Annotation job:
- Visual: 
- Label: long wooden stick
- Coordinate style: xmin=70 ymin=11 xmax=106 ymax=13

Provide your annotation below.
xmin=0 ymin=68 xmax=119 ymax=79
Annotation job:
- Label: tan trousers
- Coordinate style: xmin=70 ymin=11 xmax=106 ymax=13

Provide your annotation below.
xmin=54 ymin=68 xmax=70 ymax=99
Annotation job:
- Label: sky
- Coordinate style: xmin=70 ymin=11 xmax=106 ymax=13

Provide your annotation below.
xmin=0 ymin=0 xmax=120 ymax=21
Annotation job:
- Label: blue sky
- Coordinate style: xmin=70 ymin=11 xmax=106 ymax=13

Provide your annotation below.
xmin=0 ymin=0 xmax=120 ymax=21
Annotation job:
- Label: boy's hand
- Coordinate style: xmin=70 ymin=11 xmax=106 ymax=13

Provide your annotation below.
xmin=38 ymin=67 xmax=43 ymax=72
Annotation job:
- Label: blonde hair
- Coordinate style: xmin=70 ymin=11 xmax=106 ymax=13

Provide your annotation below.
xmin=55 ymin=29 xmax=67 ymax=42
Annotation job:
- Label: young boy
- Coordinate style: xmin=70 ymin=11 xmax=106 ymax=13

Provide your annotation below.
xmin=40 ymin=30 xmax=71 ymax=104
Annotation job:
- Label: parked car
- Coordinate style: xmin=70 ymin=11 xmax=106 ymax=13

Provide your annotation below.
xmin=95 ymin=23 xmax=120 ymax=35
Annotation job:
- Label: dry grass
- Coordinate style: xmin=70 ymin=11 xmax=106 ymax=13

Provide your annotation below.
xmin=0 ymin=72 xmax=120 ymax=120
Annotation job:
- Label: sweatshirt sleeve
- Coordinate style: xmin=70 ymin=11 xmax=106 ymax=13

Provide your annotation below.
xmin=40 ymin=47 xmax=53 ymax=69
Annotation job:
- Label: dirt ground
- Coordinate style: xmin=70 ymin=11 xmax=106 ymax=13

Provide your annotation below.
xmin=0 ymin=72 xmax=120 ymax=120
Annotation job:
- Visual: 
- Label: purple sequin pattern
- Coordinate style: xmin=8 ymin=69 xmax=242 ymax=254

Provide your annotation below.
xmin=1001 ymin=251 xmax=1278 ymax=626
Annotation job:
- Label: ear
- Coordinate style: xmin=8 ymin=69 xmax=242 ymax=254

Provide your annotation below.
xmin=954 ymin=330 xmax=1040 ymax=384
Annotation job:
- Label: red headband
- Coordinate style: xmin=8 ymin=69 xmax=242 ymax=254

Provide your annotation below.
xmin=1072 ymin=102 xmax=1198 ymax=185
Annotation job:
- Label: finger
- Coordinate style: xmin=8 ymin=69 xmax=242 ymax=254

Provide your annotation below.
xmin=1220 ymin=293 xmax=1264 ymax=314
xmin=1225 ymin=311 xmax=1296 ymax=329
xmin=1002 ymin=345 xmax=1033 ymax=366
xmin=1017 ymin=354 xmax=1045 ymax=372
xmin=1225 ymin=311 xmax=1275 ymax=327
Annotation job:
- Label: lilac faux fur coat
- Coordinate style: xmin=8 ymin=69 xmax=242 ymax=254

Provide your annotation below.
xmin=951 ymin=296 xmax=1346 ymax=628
● ● ● ●
▶ What is asked
Convert the records, from the beginning through the line containing "xmin=40 ymin=47 xmax=53 ymax=69", into a two-column CSV with the headers job and box. Give one row per record, with each field quoted and its line breaks replaced by spaces.

▶ Solution below
job,box
"Annotation job: - Visual: - Label: long wooden stick - Coordinate style: xmin=70 ymin=11 xmax=106 ymax=13 Provide your annotation below.","xmin=0 ymin=68 xmax=119 ymax=79"
"Annotation job: - Label: tan trousers - Coordinate style: xmin=70 ymin=11 xmax=106 ymax=13 Provide your annotation below.","xmin=54 ymin=68 xmax=70 ymax=99"
"Annotation job: - Label: sky - Coordinate style: xmin=70 ymin=11 xmax=106 ymax=13 Provide your annotation below.","xmin=0 ymin=0 xmax=120 ymax=21"
"Annotation job: - Label: blue sky - Coordinate style: xmin=70 ymin=11 xmax=106 ymax=13 Provide your annotation below.","xmin=0 ymin=0 xmax=120 ymax=21"
"Annotation job: - Label: boy's hand - Coordinate style: xmin=70 ymin=11 xmax=106 ymax=13 Provide your annotation below.","xmin=38 ymin=67 xmax=43 ymax=72"
"Annotation job: - Label: blonde hair - Coordinate style: xmin=70 ymin=11 xmax=106 ymax=13 Provide your annotation below.","xmin=55 ymin=29 xmax=67 ymax=42"
"Annotation job: - Label: young boy - Coordinate style: xmin=70 ymin=11 xmax=106 ymax=13 Provide your annotation below.","xmin=40 ymin=30 xmax=71 ymax=104"
"Annotation job: - Label: parked car - Coordinate style: xmin=70 ymin=11 xmax=106 ymax=13 Provide your annotation below.","xmin=95 ymin=23 xmax=120 ymax=35"
"Annotation job: - Label: dry grass - Coordinate style: xmin=70 ymin=11 xmax=106 ymax=13 Provide your annotation below.","xmin=0 ymin=72 xmax=120 ymax=120"
"Annotation job: - Label: sweatshirt sleeve - Coordinate style: xmin=70 ymin=11 xmax=106 ymax=13 Provide your annotation below.","xmin=40 ymin=47 xmax=53 ymax=69"